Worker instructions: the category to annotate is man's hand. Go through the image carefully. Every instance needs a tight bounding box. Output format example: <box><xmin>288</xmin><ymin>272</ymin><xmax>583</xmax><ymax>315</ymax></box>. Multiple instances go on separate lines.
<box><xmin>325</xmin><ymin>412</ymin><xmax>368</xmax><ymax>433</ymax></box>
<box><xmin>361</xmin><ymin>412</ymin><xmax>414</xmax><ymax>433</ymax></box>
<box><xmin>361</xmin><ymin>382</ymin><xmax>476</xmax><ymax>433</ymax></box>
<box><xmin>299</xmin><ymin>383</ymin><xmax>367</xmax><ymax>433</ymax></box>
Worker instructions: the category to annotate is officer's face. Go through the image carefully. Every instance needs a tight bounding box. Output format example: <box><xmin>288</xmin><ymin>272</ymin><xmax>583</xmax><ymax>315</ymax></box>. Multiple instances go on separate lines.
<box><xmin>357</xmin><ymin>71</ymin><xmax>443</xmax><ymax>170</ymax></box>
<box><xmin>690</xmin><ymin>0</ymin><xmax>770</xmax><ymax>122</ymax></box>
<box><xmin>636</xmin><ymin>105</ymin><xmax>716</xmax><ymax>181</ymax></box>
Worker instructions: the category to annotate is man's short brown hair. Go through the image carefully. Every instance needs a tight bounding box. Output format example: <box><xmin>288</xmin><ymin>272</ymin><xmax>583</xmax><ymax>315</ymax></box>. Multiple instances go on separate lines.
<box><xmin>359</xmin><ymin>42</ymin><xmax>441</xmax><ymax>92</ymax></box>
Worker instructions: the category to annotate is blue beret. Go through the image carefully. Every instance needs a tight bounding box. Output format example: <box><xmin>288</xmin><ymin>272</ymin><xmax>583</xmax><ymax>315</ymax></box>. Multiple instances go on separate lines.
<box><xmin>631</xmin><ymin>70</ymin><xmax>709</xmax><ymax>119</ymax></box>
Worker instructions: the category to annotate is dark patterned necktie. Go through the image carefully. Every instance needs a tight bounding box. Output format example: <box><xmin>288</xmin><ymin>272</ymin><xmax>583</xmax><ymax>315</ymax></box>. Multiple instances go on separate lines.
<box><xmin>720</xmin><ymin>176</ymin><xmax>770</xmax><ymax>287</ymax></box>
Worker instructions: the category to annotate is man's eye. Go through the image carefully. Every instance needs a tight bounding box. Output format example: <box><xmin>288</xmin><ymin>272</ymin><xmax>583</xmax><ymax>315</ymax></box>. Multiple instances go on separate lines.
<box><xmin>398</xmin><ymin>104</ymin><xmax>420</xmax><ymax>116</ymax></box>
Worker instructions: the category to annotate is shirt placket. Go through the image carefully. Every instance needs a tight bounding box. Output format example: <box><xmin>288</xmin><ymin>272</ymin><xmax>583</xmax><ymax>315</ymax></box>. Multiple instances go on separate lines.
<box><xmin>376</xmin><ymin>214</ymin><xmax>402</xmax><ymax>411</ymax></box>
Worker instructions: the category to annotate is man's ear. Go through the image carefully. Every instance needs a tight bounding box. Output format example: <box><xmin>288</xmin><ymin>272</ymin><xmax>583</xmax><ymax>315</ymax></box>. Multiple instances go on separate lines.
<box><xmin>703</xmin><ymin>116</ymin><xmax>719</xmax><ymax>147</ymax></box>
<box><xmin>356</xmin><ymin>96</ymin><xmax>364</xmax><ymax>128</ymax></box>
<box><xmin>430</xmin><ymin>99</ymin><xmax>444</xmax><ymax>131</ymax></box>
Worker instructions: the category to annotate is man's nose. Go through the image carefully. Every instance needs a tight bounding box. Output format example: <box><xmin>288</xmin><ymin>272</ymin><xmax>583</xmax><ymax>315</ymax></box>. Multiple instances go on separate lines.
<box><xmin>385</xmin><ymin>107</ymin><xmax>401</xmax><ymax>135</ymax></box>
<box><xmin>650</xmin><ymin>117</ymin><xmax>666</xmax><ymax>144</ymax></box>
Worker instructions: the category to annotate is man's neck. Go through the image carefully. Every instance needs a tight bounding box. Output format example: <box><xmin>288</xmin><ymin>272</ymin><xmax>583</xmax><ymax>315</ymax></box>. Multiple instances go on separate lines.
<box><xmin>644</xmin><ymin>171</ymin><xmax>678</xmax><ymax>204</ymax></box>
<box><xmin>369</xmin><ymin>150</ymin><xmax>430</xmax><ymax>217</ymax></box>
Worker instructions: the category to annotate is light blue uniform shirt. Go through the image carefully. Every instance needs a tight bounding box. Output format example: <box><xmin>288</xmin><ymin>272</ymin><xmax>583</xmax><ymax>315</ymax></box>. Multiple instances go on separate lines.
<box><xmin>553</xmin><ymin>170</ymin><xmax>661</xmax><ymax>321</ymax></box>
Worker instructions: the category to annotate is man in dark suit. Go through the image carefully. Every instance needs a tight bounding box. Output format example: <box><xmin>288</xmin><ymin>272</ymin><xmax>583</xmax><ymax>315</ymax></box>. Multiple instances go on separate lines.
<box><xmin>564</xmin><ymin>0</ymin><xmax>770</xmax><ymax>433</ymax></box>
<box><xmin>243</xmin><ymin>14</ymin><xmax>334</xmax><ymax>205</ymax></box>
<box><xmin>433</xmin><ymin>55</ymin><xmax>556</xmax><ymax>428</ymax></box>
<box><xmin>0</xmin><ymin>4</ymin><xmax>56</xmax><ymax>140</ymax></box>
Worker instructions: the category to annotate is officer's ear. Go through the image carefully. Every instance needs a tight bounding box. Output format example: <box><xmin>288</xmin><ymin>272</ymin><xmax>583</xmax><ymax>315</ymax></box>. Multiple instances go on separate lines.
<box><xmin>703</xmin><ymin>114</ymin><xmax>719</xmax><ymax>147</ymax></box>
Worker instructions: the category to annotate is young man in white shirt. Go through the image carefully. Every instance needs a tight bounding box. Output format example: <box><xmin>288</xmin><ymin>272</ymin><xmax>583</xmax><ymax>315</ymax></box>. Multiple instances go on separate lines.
════
To do:
Extract every line of the records above that contains the word "blue", matching case exactly.

Response to the task:
Worker instructions: the category to annotate is blue beret. Go through the image carefully. Every instance needs a tight bounding box. Output format example: <box><xmin>288</xmin><ymin>272</ymin><xmax>583</xmax><ymax>315</ymax></box>. Multiple instances go on separate lines.
Worker instructions: the category to annotate is light blue uniform shirt. Go through the image carefully. Every instance needs a tight bounding box. Output format example: <box><xmin>288</xmin><ymin>272</ymin><xmax>583</xmax><ymax>315</ymax></box>. Multiple instances go on separate lines.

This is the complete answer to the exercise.